* _Soal Latihan_:
a) Menurut berita tentang film Bid'ah Cinta, pihak mana yang menyelenggarakan acara nonton bareng dan diskusi di Kuningan, Jakarta?
b) Lanjutkan berita tentang film Bid'ah Cinta setelah kalimat terakhirnya.

* _Teks Bacaan_:
Kamis 23 Mar 2017 05:56 WIB

NU: Film Bid'ah Cinta Berikan Edukasi Toleransi

Poster film Bid'ah Cinta
Poster film Bid'ah Cinta

REPUBLIKA.CO.ID, JAKARTA -- Ketua Lembaga Kajian dan Pengembangan Sumber Daya Manusia (Lakpesdam) PBNU Rumadi Ahmad mengapresiasi kejelian sutradara film Bid'ah Cinta, Nurman Hamim, karena film yang dibuatnya berhasil menyuguhkan edukasi tentang hidup toleran. Hal itu terjadi di tengah masyarakat yang beragam, baik dari sisi suku maupun agama.

"Saya mengapresiasi keterusterangan dalam mengangkat masalah ketegangan seperti ini. Karena selama ini di dunia nyata ini hanya menjadi gunjingan di pojokan saja. Nah, di sini di film ini disampaikan secara terus terang. Orang banyak yang bilang masalah ini sensitif, tetapi di film ini berhasil suguhkan suatu yang serius tetapi dengan santai, bahkan bisa dengan tertawa. Itu yang saya apresiasi," kata Rumadi dalam diskusi "Kala Asmara Terbentur Paham Agama" usai nonton bareng film Bid'ah Cinta, di Kuningan, Jakarta, Rabu (22/3).

Menurut Rumadi, film Bid'ah Cinta yang di dalamnya menceritakan adanya ketegangan akibat perbedaan pemahaman keagamaan telah menjadi cermin kondisi sekarang ini. Dan dalam cerita di film tersebut, setidaknya bisa menjadi gambaran juga bahwa cinta dan saling menghormati bisa menjadi jembatan atas perbedaan.

Nonton bareng dan diskusi diikuti seratusan orang dari berbagai komunitas dengan dipandu dosen UIN Syarif Hidayatullah, Jakarta Nanang Tahqiq. Adapun pembicara dalam diskusi tersebut selain Rumadi adalah budayawan M Sobari, Fajar Riza Ulhaq dari Maarif Institute, dan Tsamara Amani dari perwakilan mahasiswa Universitas Paramadina.

Acara nonton bareng dan diskusi tersebut diselenggarakan oleh Nurcholis Madjid Society. Hadir juga dalam acara itu sutradara dan para pemain film Bid'ah Cinta.

* _Baris Data_:
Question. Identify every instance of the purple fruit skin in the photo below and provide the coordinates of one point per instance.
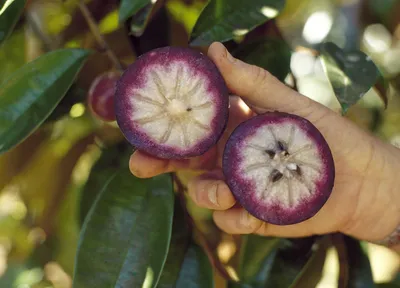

* _Jawaban Latihan_:
a) Acara tersebut diselenggarakan oleh Nurcholis Madjid Society.

b)
Dalam film Bid'ah Cinta, digambarkan bagaimana cinta antara Khalida dan Kamal yang terbentur perbedaan pemahaman keagamaan. Kedua orang tuanya juga kemudian ikut terlibat dalam ketegangan tersebut, bahkan hingga merembet ke komunitas masyarakat.

Namun, pada akhirnya, ada pemahaman dan suatu kesepakatan agar tidak menjadikan perbedaan itu agar tidak menjadi ketegangan dan sepakat untuk saling menghormati. Menurut Rumadi, ketegangan komunitas sebagaimana digambarkan dalam film tersebut yang dipicu perbedaan pemahaman bukanlah cermin NU dan Muhammadiyah dalam menyikapi perbedaan.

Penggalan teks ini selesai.